Data records:
* Start *

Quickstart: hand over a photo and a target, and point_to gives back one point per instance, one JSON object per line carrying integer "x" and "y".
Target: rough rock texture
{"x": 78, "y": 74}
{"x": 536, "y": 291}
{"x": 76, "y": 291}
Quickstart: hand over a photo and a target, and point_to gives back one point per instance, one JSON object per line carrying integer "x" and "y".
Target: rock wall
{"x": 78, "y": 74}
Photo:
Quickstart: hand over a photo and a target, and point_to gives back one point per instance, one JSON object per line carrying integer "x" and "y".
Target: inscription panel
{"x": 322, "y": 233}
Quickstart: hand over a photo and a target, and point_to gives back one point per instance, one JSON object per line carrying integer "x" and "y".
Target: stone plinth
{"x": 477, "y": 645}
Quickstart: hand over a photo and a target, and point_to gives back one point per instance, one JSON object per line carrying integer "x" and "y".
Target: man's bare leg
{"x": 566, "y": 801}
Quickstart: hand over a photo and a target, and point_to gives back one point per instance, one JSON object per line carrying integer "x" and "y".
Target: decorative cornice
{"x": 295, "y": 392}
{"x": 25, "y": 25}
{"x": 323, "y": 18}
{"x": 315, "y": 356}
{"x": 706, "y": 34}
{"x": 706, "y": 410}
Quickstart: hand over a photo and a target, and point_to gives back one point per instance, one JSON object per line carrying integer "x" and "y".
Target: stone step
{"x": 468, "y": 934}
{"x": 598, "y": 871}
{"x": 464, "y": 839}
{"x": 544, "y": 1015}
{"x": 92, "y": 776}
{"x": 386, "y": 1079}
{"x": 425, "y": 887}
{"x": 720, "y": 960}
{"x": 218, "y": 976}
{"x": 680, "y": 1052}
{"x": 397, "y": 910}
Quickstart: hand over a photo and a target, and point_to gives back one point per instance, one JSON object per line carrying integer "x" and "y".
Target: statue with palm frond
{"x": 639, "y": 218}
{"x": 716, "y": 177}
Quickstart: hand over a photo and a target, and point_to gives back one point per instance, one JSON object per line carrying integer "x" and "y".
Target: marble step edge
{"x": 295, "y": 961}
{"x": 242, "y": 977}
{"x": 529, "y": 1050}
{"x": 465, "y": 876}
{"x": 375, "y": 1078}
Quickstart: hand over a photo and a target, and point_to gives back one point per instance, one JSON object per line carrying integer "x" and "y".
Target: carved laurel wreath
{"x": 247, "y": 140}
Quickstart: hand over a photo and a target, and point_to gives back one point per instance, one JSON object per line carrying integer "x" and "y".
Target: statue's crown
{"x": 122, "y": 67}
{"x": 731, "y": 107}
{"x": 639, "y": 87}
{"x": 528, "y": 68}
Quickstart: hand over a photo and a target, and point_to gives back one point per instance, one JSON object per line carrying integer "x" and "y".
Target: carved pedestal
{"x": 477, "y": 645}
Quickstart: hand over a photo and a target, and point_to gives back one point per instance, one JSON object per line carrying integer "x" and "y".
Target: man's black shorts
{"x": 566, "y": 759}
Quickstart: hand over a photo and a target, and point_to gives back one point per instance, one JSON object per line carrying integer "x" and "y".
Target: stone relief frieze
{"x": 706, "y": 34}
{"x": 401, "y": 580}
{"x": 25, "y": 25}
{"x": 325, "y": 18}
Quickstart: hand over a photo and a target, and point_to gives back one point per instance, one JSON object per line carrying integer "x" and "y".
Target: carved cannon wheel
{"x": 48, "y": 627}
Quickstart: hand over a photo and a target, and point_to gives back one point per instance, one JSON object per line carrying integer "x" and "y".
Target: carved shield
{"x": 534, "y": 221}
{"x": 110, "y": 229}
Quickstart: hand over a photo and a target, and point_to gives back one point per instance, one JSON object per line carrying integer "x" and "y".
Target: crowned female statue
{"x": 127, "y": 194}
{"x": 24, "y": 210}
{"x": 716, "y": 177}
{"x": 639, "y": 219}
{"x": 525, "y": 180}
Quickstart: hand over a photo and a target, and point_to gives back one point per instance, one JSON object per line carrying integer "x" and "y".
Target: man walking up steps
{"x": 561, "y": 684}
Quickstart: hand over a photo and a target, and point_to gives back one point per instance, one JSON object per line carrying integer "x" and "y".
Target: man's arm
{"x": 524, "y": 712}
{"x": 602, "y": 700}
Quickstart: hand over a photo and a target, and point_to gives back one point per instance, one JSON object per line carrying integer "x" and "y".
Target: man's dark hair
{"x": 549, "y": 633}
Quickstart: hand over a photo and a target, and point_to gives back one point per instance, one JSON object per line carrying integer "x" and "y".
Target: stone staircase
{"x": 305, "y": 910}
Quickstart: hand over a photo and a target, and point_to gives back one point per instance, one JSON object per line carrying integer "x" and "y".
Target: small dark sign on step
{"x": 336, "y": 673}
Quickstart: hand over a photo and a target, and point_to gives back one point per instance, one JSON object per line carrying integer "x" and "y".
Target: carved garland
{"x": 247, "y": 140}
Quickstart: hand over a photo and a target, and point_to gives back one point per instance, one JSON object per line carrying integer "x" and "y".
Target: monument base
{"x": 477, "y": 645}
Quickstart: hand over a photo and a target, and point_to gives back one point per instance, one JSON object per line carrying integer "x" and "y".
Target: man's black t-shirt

* End *

WHAT THE EXERCISE ASKS :: Your task is to retype all the records above with nothing left out.

ANSWER TO THE TASK ::
Quickstart: hand over a photo and a target, and point_to gives back one point per instance, one JSON object per line carrying integer "x" and "y".
Target: rough rock texture
{"x": 78, "y": 74}
{"x": 536, "y": 291}
{"x": 76, "y": 291}
Quickstart: hand over a photo and a target, and point_to gives back one point per instance, one JSON object per line carrying integer "x" and "y".
Target: rock wall
{"x": 78, "y": 74}
Photo:
Quickstart: hand over a photo and a target, and point_to gives back one point per instance, one JSON object per line carrying integer "x" and "y".
Target: inscription panel
{"x": 322, "y": 233}
Quickstart: hand over a photo and a target, and point_to gives back one point per instance, one JSON object per line carrying integer "x" and "y".
Target: stone plinth
{"x": 477, "y": 645}
Quickstart: hand over a photo and a target, and point_to gives back one point per instance, one JSON object per line carrying integer "x" and "y".
Target: man's bare leg
{"x": 566, "y": 801}
Quickstart: hand over a photo and a target, and point_to gives back one point per instance, one JSON object per line carrying integer "x" and "y".
Target: decorative cornice
{"x": 295, "y": 392}
{"x": 25, "y": 25}
{"x": 323, "y": 18}
{"x": 315, "y": 356}
{"x": 706, "y": 34}
{"x": 706, "y": 410}
Quickstart: hand over a photo and a target, and point_to gives back one point per instance, one JSON object per line carrying integer "x" and "y".
Target: stone step
{"x": 468, "y": 934}
{"x": 598, "y": 871}
{"x": 464, "y": 839}
{"x": 544, "y": 1015}
{"x": 92, "y": 776}
{"x": 386, "y": 1079}
{"x": 425, "y": 887}
{"x": 720, "y": 960}
{"x": 218, "y": 976}
{"x": 680, "y": 1052}
{"x": 397, "y": 910}
Quickstart: hand over a photo and a target, and point_to gives back one point per instance, one JSON object per line carrying integer "x" and "y".
Target: statue with palm frond
{"x": 639, "y": 218}
{"x": 716, "y": 177}
Quickstart: hand over a photo and a target, and point_to gives back one point per instance, one JSON object per line carrying integer "x" and "y".
Target: marble step edge
{"x": 295, "y": 961}
{"x": 242, "y": 977}
{"x": 529, "y": 1050}
{"x": 465, "y": 876}
{"x": 375, "y": 1078}
Quickstart: hand over a photo and a target, and point_to gives back one point per instance, one JSON object per line carrying integer "x" and "y".
Target: carved laurel wreath
{"x": 247, "y": 140}
Quickstart: hand over a photo and a target, and point_to gives back one point per instance, one JSON object per line carrying integer "x" and "y".
Target: statue's crown
{"x": 122, "y": 67}
{"x": 731, "y": 107}
{"x": 639, "y": 87}
{"x": 528, "y": 68}
Quickstart: hand over a photo and a target, and point_to gives back one point per instance, one JSON object per line carrying integer "x" and "y".
Target: carved pedestal
{"x": 477, "y": 645}
Quickstart: hand over a photo and a target, and point_to gives back one point per instance, one JSON object per line carrying integer "x" and "y".
Target: man's black shorts
{"x": 566, "y": 759}
Quickstart: hand over a photo and a target, and point_to gives back one point per instance, one JSON object per line carrying integer "x" and "y".
Target: stone relief frieze
{"x": 706, "y": 34}
{"x": 401, "y": 580}
{"x": 25, "y": 25}
{"x": 325, "y": 18}
Quickstart: hand over a photo and a target, and point_to gives back one point per instance, one JSON object per line carrying integer "x" and "y".
Target: carved cannon wheel
{"x": 48, "y": 627}
Quickstart: hand over a photo and a target, and point_to gives back one point per instance, one JSON object per line carrying integer "x" and "y".
Target: carved shield
{"x": 534, "y": 221}
{"x": 110, "y": 229}
Quickstart: hand over a photo and a target, and point_to gives back one point per instance, one JSON object per line carrying integer "x" and "y".
Target: crowned female statue
{"x": 127, "y": 194}
{"x": 24, "y": 210}
{"x": 716, "y": 177}
{"x": 639, "y": 219}
{"x": 525, "y": 180}
Quickstart: hand over a photo and a target, and point_to gives back one point per instance, one JSON object per line carrying integer "x" and "y".
Target: man walking up steps
{"x": 561, "y": 684}
Quickstart: hand over a photo and a target, and point_to gives back one point per instance, one JSON object per line carrying integer "x" and "y".
Target: man's arm
{"x": 524, "y": 712}
{"x": 602, "y": 700}
Quickstart: hand over a photo and a target, and point_to gives back one point per instance, one JSON object per line carrying integer "x" and "y".
Target: man's dark hair
{"x": 549, "y": 633}
Quickstart: hand over a photo and a target, and point_to gives back one point per instance, one JSON object per line carrying integer "x" and "y".
Target: stone staircase
{"x": 305, "y": 910}
Quickstart: hand over a photo and a target, and point_to gives back one point per instance, one JSON object per line carrying integer "x" and "y".
Target: small dark sign on step
{"x": 336, "y": 673}
Quickstart: hand over a photo and a target, and point_to gives back one point per instance, one JSON object per line carrying integer "x" and "y".
Target: carved garland
{"x": 247, "y": 140}
Quickstart: hand over a photo and a target, and point_to gives back one point per instance, one JSON object per line carrying integer "x" and "y".
Target: monument base
{"x": 477, "y": 645}
Quickstart: hand over a photo and a target, and point_to gives back one point per instance, one JSON object per line carrying integer "x" and "y".
Target: man's black t-shirt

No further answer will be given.